▶ Directions for this task
Reproduce the data below word for word, omitting any pictures.

▶ Data for the task
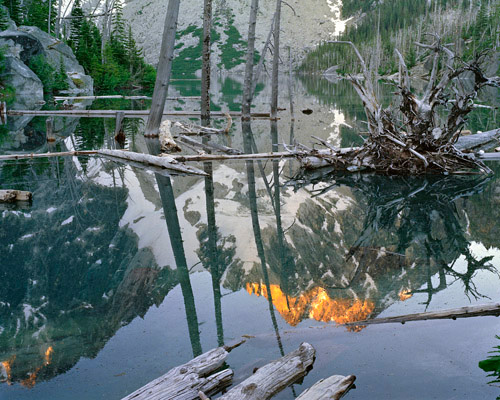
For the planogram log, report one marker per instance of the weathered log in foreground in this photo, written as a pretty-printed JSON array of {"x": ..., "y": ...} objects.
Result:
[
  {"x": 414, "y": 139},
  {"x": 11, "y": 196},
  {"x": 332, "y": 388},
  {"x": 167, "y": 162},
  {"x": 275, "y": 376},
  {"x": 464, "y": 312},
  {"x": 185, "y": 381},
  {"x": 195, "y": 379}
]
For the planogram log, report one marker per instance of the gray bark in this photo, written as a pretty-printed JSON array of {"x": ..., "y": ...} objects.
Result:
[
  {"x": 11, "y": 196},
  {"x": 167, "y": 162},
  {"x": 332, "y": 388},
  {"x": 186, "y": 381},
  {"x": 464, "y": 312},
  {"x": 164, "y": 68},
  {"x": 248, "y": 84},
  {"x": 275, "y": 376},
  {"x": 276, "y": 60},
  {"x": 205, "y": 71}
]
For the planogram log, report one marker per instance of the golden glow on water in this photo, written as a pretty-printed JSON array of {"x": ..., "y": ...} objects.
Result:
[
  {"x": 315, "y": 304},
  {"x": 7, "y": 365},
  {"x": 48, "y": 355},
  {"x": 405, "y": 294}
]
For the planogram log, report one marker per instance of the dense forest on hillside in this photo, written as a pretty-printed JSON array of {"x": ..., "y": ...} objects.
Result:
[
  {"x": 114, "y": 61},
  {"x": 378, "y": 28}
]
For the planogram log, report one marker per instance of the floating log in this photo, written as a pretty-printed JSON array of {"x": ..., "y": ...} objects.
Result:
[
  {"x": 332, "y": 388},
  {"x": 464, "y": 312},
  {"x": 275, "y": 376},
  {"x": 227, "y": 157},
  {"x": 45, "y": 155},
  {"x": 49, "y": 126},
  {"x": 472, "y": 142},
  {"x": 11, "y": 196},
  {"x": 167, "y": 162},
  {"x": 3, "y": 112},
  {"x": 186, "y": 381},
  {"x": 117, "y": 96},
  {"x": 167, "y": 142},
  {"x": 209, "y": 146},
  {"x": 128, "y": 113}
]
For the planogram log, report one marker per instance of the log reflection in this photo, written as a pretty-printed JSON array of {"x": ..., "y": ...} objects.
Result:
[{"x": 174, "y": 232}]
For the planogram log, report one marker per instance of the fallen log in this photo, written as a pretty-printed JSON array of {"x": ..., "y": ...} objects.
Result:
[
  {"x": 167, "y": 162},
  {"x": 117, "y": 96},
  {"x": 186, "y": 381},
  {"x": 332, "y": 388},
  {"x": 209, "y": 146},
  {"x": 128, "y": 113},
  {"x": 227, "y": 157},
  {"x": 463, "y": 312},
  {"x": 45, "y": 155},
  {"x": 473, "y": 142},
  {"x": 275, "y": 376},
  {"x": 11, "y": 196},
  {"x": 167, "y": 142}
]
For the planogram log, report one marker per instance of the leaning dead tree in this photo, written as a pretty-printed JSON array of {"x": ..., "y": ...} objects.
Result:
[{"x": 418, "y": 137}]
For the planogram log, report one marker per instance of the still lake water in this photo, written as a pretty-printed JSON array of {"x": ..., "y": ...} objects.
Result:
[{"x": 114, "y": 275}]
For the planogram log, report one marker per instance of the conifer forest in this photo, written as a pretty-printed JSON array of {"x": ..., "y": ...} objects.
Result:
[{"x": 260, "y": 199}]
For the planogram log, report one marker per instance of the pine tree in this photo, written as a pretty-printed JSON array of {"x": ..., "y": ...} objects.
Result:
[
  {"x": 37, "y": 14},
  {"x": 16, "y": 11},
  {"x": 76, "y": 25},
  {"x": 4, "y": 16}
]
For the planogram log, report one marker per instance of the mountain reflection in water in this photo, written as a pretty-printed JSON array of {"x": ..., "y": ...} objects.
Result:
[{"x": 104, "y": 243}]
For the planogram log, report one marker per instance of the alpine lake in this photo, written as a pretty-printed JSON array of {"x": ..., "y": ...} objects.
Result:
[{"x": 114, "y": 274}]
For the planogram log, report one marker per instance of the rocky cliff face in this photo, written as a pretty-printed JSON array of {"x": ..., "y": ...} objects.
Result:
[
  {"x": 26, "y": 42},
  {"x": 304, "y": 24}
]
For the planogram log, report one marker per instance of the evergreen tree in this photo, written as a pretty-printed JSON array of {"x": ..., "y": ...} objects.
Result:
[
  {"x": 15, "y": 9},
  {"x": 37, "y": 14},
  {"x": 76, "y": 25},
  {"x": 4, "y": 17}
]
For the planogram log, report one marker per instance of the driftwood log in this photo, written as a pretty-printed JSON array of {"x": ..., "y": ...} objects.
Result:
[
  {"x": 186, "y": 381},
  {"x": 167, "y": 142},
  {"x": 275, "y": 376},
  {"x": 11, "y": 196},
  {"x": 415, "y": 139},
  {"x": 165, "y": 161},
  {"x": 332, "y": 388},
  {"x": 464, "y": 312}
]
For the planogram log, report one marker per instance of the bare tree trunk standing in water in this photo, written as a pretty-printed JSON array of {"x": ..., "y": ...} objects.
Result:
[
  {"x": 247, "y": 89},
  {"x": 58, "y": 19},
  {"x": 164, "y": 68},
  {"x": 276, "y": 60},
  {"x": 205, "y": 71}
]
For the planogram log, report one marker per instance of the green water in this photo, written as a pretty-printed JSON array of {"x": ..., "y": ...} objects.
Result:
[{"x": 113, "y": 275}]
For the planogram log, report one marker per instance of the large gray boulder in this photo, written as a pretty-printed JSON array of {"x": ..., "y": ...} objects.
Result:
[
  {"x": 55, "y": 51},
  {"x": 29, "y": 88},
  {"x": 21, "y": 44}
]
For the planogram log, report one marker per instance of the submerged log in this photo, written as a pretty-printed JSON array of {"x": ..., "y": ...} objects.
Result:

▶ Task output
For the planogram log, report one marker per instance of the weathered log in foreground in this photo, written as a pretty-printed JSON array of {"x": ..., "y": ...} objects.
Result:
[
  {"x": 414, "y": 139},
  {"x": 11, "y": 196},
  {"x": 332, "y": 388},
  {"x": 167, "y": 162},
  {"x": 275, "y": 376},
  {"x": 464, "y": 312},
  {"x": 185, "y": 381},
  {"x": 195, "y": 379}
]
For the planogram log, report one marker per instance of the gray bark in this photo, written as a pretty-printed JSON array of {"x": ..., "y": ...} objects.
Result:
[
  {"x": 11, "y": 196},
  {"x": 167, "y": 162},
  {"x": 332, "y": 388},
  {"x": 186, "y": 381},
  {"x": 464, "y": 312},
  {"x": 164, "y": 68},
  {"x": 248, "y": 84},
  {"x": 275, "y": 376},
  {"x": 276, "y": 60},
  {"x": 205, "y": 71}
]
For the planogram log, report one marker per instance of the golden glow on water in this photo, written as a pretty-printed JSON array of {"x": ..., "y": ...} objects.
Result:
[
  {"x": 315, "y": 304},
  {"x": 7, "y": 365},
  {"x": 48, "y": 355},
  {"x": 405, "y": 294}
]
For the planogram log, report one marker per instance of the dense forest on hillside in this photo, written as a pretty-printed JSON array of {"x": ..., "y": ...} objects.
Result:
[
  {"x": 114, "y": 61},
  {"x": 378, "y": 28}
]
For the planogram log, report one marker per instance of the floating log in this photo, written as a pretty-printed JSON array of {"x": ..., "y": ...} objects.
Result:
[
  {"x": 332, "y": 388},
  {"x": 464, "y": 312},
  {"x": 275, "y": 376},
  {"x": 227, "y": 157},
  {"x": 45, "y": 155},
  {"x": 49, "y": 126},
  {"x": 472, "y": 142},
  {"x": 11, "y": 196},
  {"x": 167, "y": 162},
  {"x": 3, "y": 112},
  {"x": 186, "y": 381},
  {"x": 117, "y": 96},
  {"x": 167, "y": 142},
  {"x": 209, "y": 146},
  {"x": 128, "y": 113}
]
For the planogram log, report one marker per instance of the log reflection in this photo, written as a pretty-printed JSON array of {"x": ..., "y": ...} objects.
Result:
[{"x": 174, "y": 232}]
For the planogram log, report one marker per instance of the fallen log in this photo, written as a pretty-printed JSON array of {"x": ..., "y": ...} objects.
Result:
[
  {"x": 167, "y": 162},
  {"x": 117, "y": 96},
  {"x": 186, "y": 381},
  {"x": 332, "y": 388},
  {"x": 209, "y": 146},
  {"x": 128, "y": 113},
  {"x": 227, "y": 157},
  {"x": 463, "y": 312},
  {"x": 45, "y": 155},
  {"x": 473, "y": 142},
  {"x": 275, "y": 376},
  {"x": 11, "y": 196},
  {"x": 167, "y": 142}
]
For the planogram log, report one marker per instance of the leaning dead tree in this photo, written as a pretty-printed JSON array of {"x": ..., "y": ...} objects.
Result:
[{"x": 418, "y": 137}]
For the planogram log, report one marker per instance of the still lake water in this photo, written as a pretty-printed JSON array of {"x": ..., "y": ...} objects.
Result:
[{"x": 114, "y": 275}]
For the planogram log, report one marker per instance of the conifer forest in this photo, written as a pretty-printed JSON array of {"x": ..., "y": ...} objects.
Result:
[{"x": 260, "y": 199}]
For the planogram log, report one marker per instance of the pine tree in this photo, written as a pretty-printed JSON array of {"x": ..., "y": ...} objects.
Result:
[
  {"x": 37, "y": 14},
  {"x": 16, "y": 11},
  {"x": 76, "y": 25},
  {"x": 4, "y": 16}
]
For the planogram log, report one marker per instance of the mountain reflection in water in this photo, written as a pretty-printed JSON array of {"x": ..., "y": ...} objects.
Result:
[{"x": 104, "y": 243}]
For the planogram log, report one marker per instance of the alpine lake in this photo, written as a pretty-printed JSON array of {"x": ..., "y": ...} objects.
Result:
[{"x": 114, "y": 274}]
For the planogram log, report one marker per instance of the rocky cliff face in this photo, written as a pretty-printed JSON array of {"x": ..., "y": ...} objects.
Result:
[
  {"x": 26, "y": 42},
  {"x": 304, "y": 24}
]
For the planogram log, report one marker per instance of the evergreen tree in this photo, written as a pretty-printed JSON array of {"x": ..., "y": ...} objects.
Result:
[
  {"x": 15, "y": 9},
  {"x": 37, "y": 14},
  {"x": 76, "y": 25},
  {"x": 4, "y": 17}
]
For the planogram log, report one marker per instance of the driftwood log in this photo, written as a pretty-printed JSON array of {"x": ..., "y": ...} objects.
Result:
[
  {"x": 186, "y": 381},
  {"x": 167, "y": 142},
  {"x": 275, "y": 376},
  {"x": 11, "y": 196},
  {"x": 415, "y": 139},
  {"x": 165, "y": 161},
  {"x": 332, "y": 388},
  {"x": 464, "y": 312}
]
For the planogram log, report one marker per instance of the bare tree trunk standing in water in this photo, written as a pretty-printed JSON array of {"x": ..., "y": ...} objects.
Result:
[
  {"x": 247, "y": 89},
  {"x": 58, "y": 19},
  {"x": 164, "y": 68},
  {"x": 276, "y": 60},
  {"x": 205, "y": 71}
]
For the planogram log, report one marker per instance of the green water in this photo, written as a pretty-printed JSON array of {"x": ..., "y": ...} objects.
Result:
[{"x": 113, "y": 275}]
For the planogram log, report one marker per instance of the large gray boulder in this photo, written as a pretty-printed JSON array of {"x": ..., "y": ...} objects.
Result:
[
  {"x": 55, "y": 51},
  {"x": 29, "y": 88},
  {"x": 21, "y": 44}
]
For the planogram log, report one marker per instance of the submerged log in this photo, written as a pretty-printed JSON array of {"x": ..., "y": ...} objects.
Result:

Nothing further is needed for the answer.